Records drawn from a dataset
====================

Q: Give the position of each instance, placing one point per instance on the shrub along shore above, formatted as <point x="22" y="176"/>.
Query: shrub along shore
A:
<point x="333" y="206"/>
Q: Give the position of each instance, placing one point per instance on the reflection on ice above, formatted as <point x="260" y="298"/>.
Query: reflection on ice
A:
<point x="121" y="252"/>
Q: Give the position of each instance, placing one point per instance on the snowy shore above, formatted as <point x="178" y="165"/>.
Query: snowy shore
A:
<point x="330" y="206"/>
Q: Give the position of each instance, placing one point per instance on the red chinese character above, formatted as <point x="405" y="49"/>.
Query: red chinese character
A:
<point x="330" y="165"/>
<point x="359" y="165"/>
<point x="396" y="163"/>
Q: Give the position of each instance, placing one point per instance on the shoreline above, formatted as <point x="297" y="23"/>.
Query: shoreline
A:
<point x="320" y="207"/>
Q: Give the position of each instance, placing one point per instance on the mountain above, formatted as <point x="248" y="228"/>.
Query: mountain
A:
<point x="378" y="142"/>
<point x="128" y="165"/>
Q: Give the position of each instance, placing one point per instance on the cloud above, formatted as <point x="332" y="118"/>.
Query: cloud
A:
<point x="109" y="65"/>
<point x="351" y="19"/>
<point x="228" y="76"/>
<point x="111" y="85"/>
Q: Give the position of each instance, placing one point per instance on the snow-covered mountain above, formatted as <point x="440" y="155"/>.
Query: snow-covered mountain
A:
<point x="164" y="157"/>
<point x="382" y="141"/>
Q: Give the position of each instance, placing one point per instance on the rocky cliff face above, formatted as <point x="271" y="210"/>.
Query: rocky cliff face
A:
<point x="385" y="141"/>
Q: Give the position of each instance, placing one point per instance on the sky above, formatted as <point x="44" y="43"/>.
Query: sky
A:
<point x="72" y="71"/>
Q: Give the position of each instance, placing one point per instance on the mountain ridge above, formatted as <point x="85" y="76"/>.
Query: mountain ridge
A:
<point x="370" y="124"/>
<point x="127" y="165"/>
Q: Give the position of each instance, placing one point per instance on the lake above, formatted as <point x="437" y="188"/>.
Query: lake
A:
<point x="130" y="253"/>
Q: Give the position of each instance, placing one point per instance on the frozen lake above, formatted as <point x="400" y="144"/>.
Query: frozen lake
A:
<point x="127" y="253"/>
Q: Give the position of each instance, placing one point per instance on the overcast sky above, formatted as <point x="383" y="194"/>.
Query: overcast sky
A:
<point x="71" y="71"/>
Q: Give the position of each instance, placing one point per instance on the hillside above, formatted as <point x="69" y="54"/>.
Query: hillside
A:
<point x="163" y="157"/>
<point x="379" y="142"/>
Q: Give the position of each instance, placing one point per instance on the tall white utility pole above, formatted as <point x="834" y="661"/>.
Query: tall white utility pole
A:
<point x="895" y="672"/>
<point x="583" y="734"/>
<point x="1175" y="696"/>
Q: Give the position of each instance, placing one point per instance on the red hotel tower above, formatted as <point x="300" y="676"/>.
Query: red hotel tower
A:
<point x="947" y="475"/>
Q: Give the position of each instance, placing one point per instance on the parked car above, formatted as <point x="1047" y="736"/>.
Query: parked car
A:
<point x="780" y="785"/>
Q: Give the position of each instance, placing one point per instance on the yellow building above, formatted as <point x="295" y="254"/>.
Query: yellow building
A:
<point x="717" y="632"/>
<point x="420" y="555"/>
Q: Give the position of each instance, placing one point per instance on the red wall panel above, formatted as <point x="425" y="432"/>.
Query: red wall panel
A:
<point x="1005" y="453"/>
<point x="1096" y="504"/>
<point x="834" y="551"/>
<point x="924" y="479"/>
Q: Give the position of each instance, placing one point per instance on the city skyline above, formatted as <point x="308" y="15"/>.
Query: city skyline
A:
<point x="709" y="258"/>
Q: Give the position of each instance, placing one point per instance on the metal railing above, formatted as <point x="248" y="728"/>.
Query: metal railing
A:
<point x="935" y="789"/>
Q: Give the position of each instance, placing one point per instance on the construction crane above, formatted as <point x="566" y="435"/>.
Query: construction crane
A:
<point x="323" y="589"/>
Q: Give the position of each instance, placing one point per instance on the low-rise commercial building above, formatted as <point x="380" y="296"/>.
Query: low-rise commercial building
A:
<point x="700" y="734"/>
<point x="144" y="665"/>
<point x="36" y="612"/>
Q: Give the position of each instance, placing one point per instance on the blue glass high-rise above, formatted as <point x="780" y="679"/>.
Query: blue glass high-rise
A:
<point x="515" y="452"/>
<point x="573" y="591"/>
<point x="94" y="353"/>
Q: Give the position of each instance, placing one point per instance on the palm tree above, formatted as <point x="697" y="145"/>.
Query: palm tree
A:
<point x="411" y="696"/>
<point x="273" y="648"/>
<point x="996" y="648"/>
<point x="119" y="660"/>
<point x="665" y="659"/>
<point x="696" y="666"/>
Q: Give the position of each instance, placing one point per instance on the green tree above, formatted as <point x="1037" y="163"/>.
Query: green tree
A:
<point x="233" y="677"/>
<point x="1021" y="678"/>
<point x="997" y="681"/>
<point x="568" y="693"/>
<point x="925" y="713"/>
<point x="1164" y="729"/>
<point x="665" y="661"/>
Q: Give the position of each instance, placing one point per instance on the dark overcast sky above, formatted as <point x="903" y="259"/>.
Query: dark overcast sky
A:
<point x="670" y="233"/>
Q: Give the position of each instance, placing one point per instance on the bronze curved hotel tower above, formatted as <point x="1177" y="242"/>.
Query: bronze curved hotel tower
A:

====================

PROBLEM TO SOLVE:
Extract, please, the lines from the start of the entries above through the one with "Query: cloud", both included, reproducing each exactly and adding nothing.

ANSWER BELOW:
Q: Give the position of each instance, placing one point per instance on the shrub along shore above, formatted as <point x="22" y="176"/>.
Query: shrub along shore
A:
<point x="333" y="206"/>
Q: Give the position of each instance, placing one point per instance on the reflection on ice above, formatted as <point x="260" y="298"/>.
Query: reflection on ice
A:
<point x="121" y="252"/>
Q: Give the position of each instance, placing one point per instance on the snowy shore above, formatted as <point x="178" y="165"/>.
Query: snowy shore
A:
<point x="330" y="206"/>
Q: Give the position of each instance, placing one point per instance on the red chinese character above, formatted as <point x="405" y="49"/>.
Query: red chinese character
A:
<point x="330" y="165"/>
<point x="359" y="165"/>
<point x="396" y="163"/>
Q: Give the position of each instance, placing one point per instance on the shoreline above, formatted as <point x="297" y="23"/>.
Query: shoreline
A:
<point x="320" y="207"/>
Q: Give the position of each instance, placing one point per instance on the mountain above, formatted as <point x="248" y="228"/>.
Query: mountain
A:
<point x="378" y="142"/>
<point x="128" y="165"/>
Q: Give the position of each instance, placing one point per instance on the cloud above, formatted as <point x="332" y="118"/>.
Query: cloud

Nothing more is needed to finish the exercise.